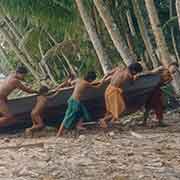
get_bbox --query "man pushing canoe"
[0,66,36,127]
[100,63,143,128]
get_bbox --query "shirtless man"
[57,71,103,136]
[100,63,143,128]
[0,66,36,127]
[26,86,49,134]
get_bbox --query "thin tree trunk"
[93,0,136,65]
[38,38,57,85]
[126,10,136,36]
[169,0,180,63]
[61,51,77,76]
[176,0,180,30]
[131,0,159,68]
[46,32,77,76]
[4,16,23,40]
[125,32,137,59]
[75,0,112,74]
[4,16,34,66]
[145,0,180,95]
[0,27,40,82]
[0,45,13,70]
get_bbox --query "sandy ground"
[0,112,180,180]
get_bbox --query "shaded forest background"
[0,0,180,90]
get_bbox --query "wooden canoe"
[0,75,160,132]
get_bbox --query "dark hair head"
[128,63,143,75]
[84,71,96,81]
[39,86,49,94]
[16,66,28,74]
[68,73,76,80]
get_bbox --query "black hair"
[16,66,28,74]
[39,85,49,94]
[68,73,76,80]
[84,71,96,81]
[128,63,143,73]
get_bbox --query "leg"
[57,122,64,137]
[0,101,15,127]
[76,119,86,130]
[26,112,44,133]
[100,113,113,129]
[142,108,150,126]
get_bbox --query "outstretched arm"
[16,81,37,94]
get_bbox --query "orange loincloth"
[105,85,126,119]
[0,99,9,114]
[160,69,173,84]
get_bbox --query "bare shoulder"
[37,95,47,101]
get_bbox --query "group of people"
[0,63,176,136]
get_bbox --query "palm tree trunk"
[0,45,13,71]
[145,0,180,95]
[93,0,136,65]
[75,0,112,74]
[46,32,77,77]
[38,38,57,85]
[176,0,180,30]
[0,27,40,82]
[126,10,136,36]
[169,0,180,63]
[4,16,36,67]
[131,0,159,68]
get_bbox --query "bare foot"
[100,119,108,129]
[25,128,33,136]
[76,125,86,130]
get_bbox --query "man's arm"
[89,78,105,88]
[103,67,119,79]
[16,80,37,94]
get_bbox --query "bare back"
[110,69,133,88]
[0,74,19,99]
[72,79,91,101]
[33,95,48,114]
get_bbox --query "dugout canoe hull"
[0,75,160,132]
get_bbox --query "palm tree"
[176,0,180,29]
[0,26,40,82]
[145,0,180,94]
[169,0,180,62]
[93,0,136,65]
[76,0,112,73]
[131,0,158,67]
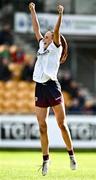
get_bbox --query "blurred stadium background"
[0,0,96,148]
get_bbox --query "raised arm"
[53,5,64,46]
[29,2,43,41]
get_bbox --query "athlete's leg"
[36,106,49,156]
[52,103,77,170]
[52,103,73,151]
[36,106,49,176]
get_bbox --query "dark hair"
[60,34,68,64]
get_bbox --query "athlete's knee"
[39,123,47,134]
[58,116,66,130]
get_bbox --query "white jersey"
[33,39,62,83]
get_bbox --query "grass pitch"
[0,151,96,180]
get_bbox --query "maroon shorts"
[35,80,63,107]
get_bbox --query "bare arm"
[29,2,43,41]
[53,5,64,46]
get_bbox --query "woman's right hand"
[29,2,35,11]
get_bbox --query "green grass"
[0,151,96,180]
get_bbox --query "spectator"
[0,58,12,81]
[10,46,25,64]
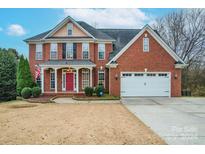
-------
» AIM
Please reproduce every line of the records above word for word, leaving out the pictures.

» ANSWER TO THE PROBLEM
get_bbox --query "man pushing canoe"
[0,66,36,127]
[100,63,143,128]
get_bbox --query "shirtless man"
[57,71,103,136]
[100,63,143,128]
[0,66,36,127]
[26,86,49,134]
get_bbox --query "thin tree trunk"
[93,0,136,65]
[38,38,57,85]
[126,10,136,36]
[169,0,180,63]
[61,51,77,76]
[176,0,180,30]
[131,0,159,68]
[46,32,77,76]
[4,16,23,40]
[125,32,137,59]
[75,0,112,74]
[4,16,34,66]
[145,0,180,95]
[0,27,40,82]
[0,45,13,70]
get_bbox --query "sandy ground"
[0,112,180,180]
get_bbox --query "shaded forest background"
[0,0,180,90]
get_bbox --query "wooden canoe"
[0,75,160,132]
get_bbox --query "dark hair head"
[128,63,143,75]
[84,71,96,81]
[39,86,49,94]
[16,66,28,74]
[68,73,76,80]
get_bbox --query "black hair"
[16,66,28,74]
[39,85,49,94]
[68,73,76,80]
[84,71,96,81]
[128,63,143,73]
get_bbox --query "leg"
[57,122,64,137]
[0,101,15,127]
[76,119,86,130]
[26,112,44,133]
[100,113,113,129]
[142,108,150,126]
get_bbox --query "outstretched arm"
[16,81,37,94]
get_bbox --query "orange loincloth"
[105,85,126,119]
[0,99,9,114]
[160,69,173,84]
get_bbox --query "bare shoulder"
[37,95,47,101]
get_bbox --query "group of people"
[0,63,176,136]
get_bbox --query "palm tree trunk"
[0,45,13,71]
[145,0,180,95]
[93,0,136,65]
[75,0,112,74]
[46,32,77,77]
[38,38,57,85]
[176,0,180,30]
[0,27,40,82]
[126,10,136,36]
[169,0,180,63]
[4,16,36,67]
[131,0,159,68]
get_bbox --query "bare foot"
[100,119,108,129]
[25,128,33,136]
[76,125,86,130]
get_bbox --query "man's arm"
[89,78,105,88]
[103,67,119,79]
[16,80,37,94]
get_bbox --query "bare back"
[110,69,133,88]
[0,74,19,99]
[72,79,91,101]
[33,95,48,114]
get_bbox --query "dugout canoe hull"
[0,75,160,132]
get_bbox --query "palm tree"
[176,0,180,29]
[0,26,40,82]
[145,0,180,94]
[169,0,180,62]
[93,0,136,65]
[76,0,112,73]
[131,0,158,67]
get_bbox --query "blurred stadium background"
[0,0,96,148]
get_bbox --query "raised arm"
[53,5,64,46]
[29,2,43,41]
get_bbox --query "athlete's leg"
[36,106,49,156]
[52,103,77,170]
[52,103,73,151]
[36,106,49,176]
get_bbox --query "dark hair"
[60,34,68,64]
get_bbox --query "athlete's knee"
[39,123,47,134]
[58,116,66,130]
get_bbox --query "white jersey"
[33,39,62,83]
get_bbox --query "grass pitch"
[0,151,96,180]
get_bbox --query "maroon shorts"
[35,80,63,107]
get_bbox --query "bare arm"
[29,2,43,41]
[53,5,64,46]
get_bbox --query "woman's right hand"
[29,2,35,11]
get_bbox --query "green grass"
[0,151,96,180]
get_bbox --query "spectator"
[0,58,12,81]
[10,46,25,64]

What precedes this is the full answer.